Given text:
[Start of Attachment]

President Barack Obama has appointed 10 more bioethics advisors, bringing membership of the Presidential Commission for the Study of Bioethical Issues up to 12. The appointees join the current chair, Amy Gutman, and vice-chair, James Wagner.
They are a diverse group. Lonnie Ali is the wife of Muhammed Ali; Anita L. Allen is a law professor at the University of Pennsylvania; Barbara Atkinson, a pathologist, is executive dean of the University of Kansas School of Medicine; Nita A. Farahany, of Vanderbilt University, is an expert in the legal and ethical consequences of neuroscience; Alexander Garza is the Assistant Secretary for Health Affairs and Chief Medical Officer for the Department of Homeland Security; Christine Grady is head of the Department of Bioethics at the National Institutes of Health Clinical Center; Stephen L. Hauser is a neuro-immunologist at the University of California San Francisco; Raju Kucherlapati is a professor of genetics at Harvard; Nelson Michael is the head of the US Military HIV Research program; Daniel Sulmasy is a Franciscan priest who works at the MacLean Center for Clinical Medical Ethics at the University of Chicago.
News of the appointments was not an item which attracted much attention in the media. However Summer Johnson, of the American Journal of Bioethics, was disappointed by a distinguished, but unimaginative, selection:
"...if nothing revolutionary happens in the world of scientific research over the next 3 years, then this commission will do fine. But history tells us this is unlikely to be the case. Moreover, this list of members really lacks creativity in terms of what a bioethics commission COULD have done. What about a systems biologist or nanomedicine researcher (in any one of the many disciplines of nanomedicine)?"

[End of Attachment]

The data:
[Start of Attachment]

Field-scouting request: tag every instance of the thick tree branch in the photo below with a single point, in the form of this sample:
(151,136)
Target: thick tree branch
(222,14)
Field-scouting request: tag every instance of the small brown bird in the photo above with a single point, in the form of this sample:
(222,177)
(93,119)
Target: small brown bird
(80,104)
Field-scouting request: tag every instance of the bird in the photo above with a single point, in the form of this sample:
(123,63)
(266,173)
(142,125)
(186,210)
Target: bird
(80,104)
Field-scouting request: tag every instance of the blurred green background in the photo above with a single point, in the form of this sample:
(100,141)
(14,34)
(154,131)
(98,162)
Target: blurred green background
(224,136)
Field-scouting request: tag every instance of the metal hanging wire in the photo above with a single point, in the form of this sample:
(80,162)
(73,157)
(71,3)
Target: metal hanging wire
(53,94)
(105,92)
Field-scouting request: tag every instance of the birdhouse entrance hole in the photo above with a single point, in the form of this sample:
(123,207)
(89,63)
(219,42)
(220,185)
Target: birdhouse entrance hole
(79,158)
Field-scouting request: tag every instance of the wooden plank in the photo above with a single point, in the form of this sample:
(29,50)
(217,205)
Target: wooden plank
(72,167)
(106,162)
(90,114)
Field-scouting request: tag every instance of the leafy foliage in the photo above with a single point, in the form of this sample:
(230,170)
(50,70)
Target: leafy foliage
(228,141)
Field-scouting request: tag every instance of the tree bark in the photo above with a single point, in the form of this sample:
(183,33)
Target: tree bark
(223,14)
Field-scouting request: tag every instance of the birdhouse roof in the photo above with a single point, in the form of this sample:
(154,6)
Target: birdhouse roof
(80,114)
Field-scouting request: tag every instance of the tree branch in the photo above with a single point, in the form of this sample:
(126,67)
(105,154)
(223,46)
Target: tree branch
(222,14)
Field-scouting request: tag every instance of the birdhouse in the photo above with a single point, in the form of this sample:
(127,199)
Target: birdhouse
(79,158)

[End of Attachment]

Problem 1:
List every university named in the text about the bioethics commission appointments.
Problem 2:
Echo the part of the bioethics commission text starting at "President Barack Obama" and ending at "vice-chair, James Wagner.".

Expected answer 1:
University of Pennsylvania
University of Kansas
Vanderbilt University
University of California San Francisco
Harvard
University of Chicago

Expected answer 2:
President Barack Obama has appointed 10 more bioethics advisors, bringing membership of the Presidential Commission for the Study of Bioethical Issues up to 12. The appointees join the current chair, Amy Gutman, and vice-chair, James Wagner.